# PROBLEM
Filter the records below, keeping every line that contains the word "blue". Case counts.

::: STORED RECORDS

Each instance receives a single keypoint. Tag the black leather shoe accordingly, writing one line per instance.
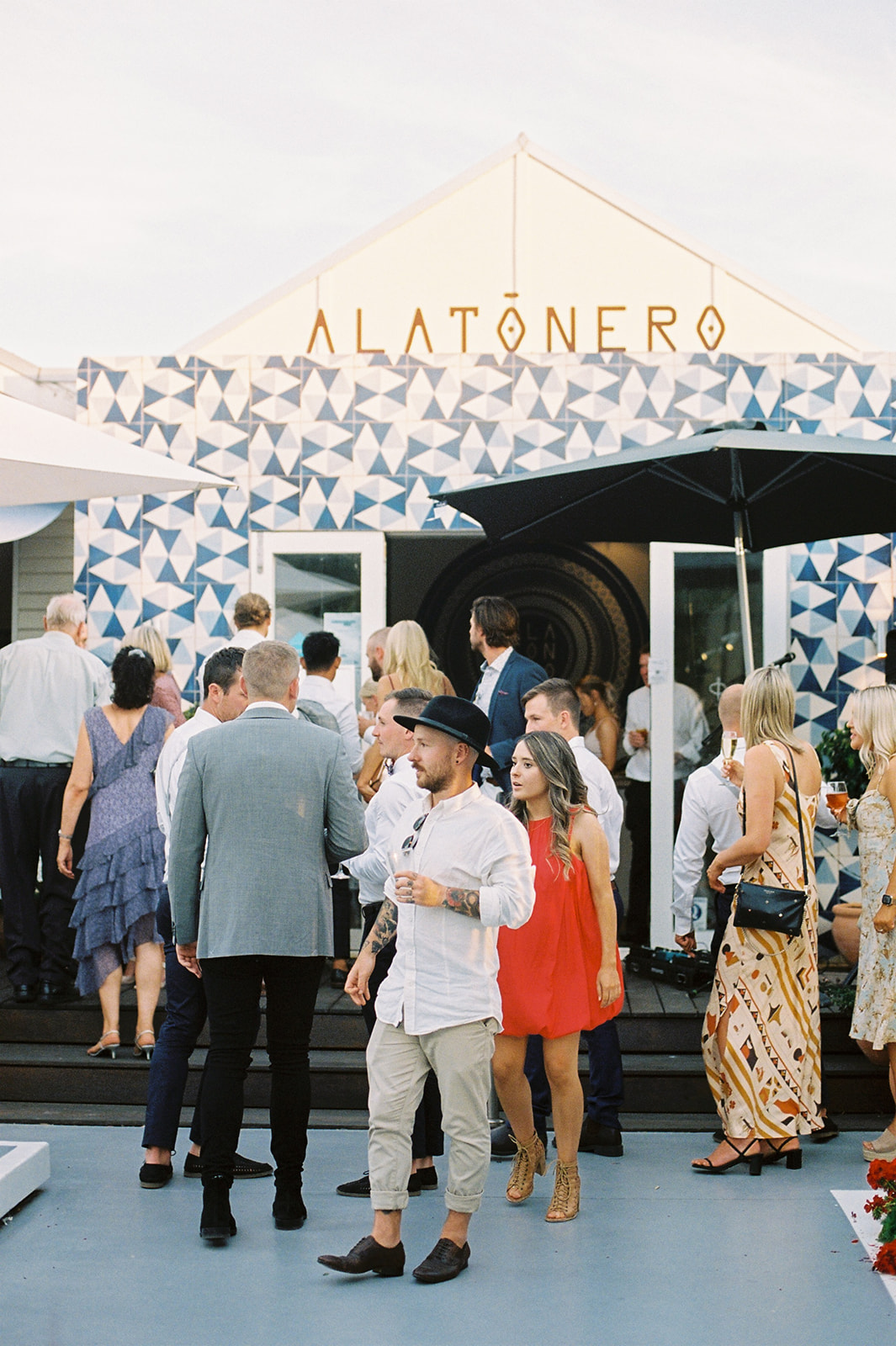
(217, 1225)
(600, 1141)
(368, 1255)
(289, 1209)
(155, 1175)
(54, 993)
(502, 1141)
(446, 1262)
(828, 1132)
(241, 1168)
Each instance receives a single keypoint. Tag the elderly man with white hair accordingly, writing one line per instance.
(46, 684)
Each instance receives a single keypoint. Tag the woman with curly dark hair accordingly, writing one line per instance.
(123, 866)
(560, 972)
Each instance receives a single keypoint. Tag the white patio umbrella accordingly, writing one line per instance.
(47, 459)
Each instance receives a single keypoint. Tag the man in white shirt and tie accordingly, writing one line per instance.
(464, 872)
(687, 737)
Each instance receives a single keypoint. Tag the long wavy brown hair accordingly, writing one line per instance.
(567, 791)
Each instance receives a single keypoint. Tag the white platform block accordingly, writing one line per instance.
(24, 1166)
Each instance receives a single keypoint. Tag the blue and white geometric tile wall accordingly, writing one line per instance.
(359, 442)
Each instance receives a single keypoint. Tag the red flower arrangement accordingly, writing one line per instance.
(882, 1174)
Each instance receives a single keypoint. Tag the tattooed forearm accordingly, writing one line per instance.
(464, 901)
(384, 930)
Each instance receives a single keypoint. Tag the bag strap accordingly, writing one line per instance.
(794, 785)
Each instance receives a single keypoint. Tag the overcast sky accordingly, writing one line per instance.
(167, 162)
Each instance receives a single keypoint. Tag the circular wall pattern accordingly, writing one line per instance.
(577, 612)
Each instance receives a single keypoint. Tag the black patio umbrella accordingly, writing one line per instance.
(738, 485)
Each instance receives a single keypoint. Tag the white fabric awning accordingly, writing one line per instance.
(50, 459)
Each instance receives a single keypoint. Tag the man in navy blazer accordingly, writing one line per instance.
(506, 676)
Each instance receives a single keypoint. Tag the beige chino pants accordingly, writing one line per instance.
(397, 1068)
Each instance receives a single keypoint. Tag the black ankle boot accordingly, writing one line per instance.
(289, 1208)
(217, 1224)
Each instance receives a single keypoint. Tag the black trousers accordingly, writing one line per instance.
(427, 1137)
(36, 919)
(233, 989)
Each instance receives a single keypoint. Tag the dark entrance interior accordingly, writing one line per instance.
(579, 612)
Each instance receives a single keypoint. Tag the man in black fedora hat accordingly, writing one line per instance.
(463, 868)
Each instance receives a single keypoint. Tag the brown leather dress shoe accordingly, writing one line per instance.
(368, 1255)
(446, 1262)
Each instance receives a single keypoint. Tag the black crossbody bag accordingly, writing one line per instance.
(761, 908)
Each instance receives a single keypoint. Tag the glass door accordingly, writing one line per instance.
(696, 643)
(334, 582)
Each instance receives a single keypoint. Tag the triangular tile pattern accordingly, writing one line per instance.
(359, 442)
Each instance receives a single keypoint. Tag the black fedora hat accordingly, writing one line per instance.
(458, 718)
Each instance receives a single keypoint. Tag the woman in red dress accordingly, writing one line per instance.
(560, 972)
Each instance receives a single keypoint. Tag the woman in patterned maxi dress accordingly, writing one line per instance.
(872, 723)
(761, 1029)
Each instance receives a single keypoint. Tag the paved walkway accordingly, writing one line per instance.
(658, 1255)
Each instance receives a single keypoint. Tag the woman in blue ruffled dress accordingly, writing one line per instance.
(123, 866)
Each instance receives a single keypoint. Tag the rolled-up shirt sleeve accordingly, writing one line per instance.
(507, 894)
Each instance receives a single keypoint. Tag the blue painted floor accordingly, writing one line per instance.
(658, 1255)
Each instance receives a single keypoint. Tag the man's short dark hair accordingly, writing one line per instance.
(498, 621)
(222, 668)
(412, 700)
(321, 652)
(560, 697)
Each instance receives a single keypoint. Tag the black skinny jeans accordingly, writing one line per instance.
(233, 989)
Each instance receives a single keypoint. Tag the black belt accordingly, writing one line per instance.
(29, 764)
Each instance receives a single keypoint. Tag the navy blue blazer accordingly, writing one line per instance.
(506, 713)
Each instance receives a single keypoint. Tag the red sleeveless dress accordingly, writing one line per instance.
(548, 975)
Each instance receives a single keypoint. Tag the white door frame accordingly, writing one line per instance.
(662, 665)
(370, 545)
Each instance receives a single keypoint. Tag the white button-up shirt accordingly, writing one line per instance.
(489, 680)
(397, 793)
(446, 966)
(709, 809)
(170, 766)
(603, 798)
(689, 731)
(46, 686)
(316, 688)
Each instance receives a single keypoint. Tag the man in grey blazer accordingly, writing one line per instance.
(271, 805)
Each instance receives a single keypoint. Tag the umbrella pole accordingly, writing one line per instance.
(743, 592)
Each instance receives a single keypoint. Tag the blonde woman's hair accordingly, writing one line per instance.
(873, 713)
(768, 707)
(148, 639)
(408, 659)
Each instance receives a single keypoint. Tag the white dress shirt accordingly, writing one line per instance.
(316, 688)
(489, 680)
(170, 766)
(397, 793)
(709, 809)
(689, 731)
(446, 966)
(46, 686)
(603, 798)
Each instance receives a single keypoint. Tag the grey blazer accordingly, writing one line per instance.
(275, 801)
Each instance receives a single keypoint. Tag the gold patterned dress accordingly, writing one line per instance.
(875, 1013)
(768, 1078)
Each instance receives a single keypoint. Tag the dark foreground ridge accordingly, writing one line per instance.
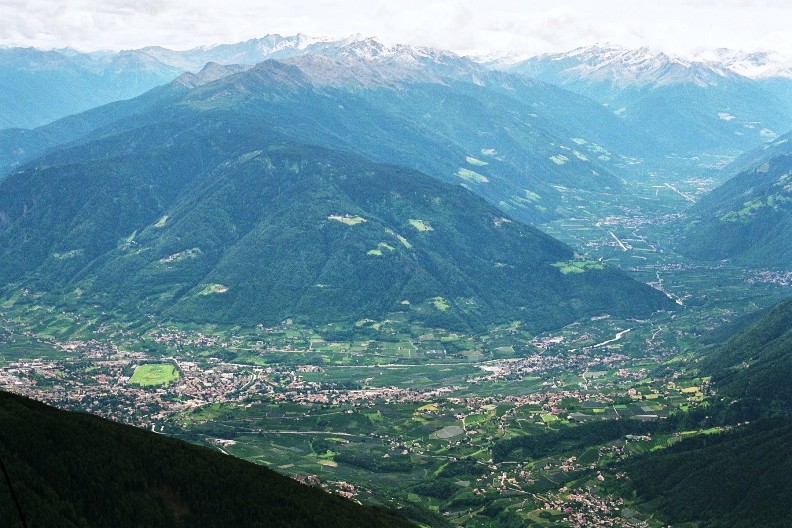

::::::

# SOLUTION FOR THIS TASK
Each instance receives a single keypoint. Tag the blue and white geometric tile wall accordingly, writing one line per instance.
Each instance receives a single keypoint. Tag the woman in blue ruffled dress accordingly, writing one line per instance.
Each instance receives a single keypoint. Tag the blue painted floor accordingly, writing one line per instance.
Each instance receives a single keypoint. Tag the navy blue blazer accordingly, writing one line per instance.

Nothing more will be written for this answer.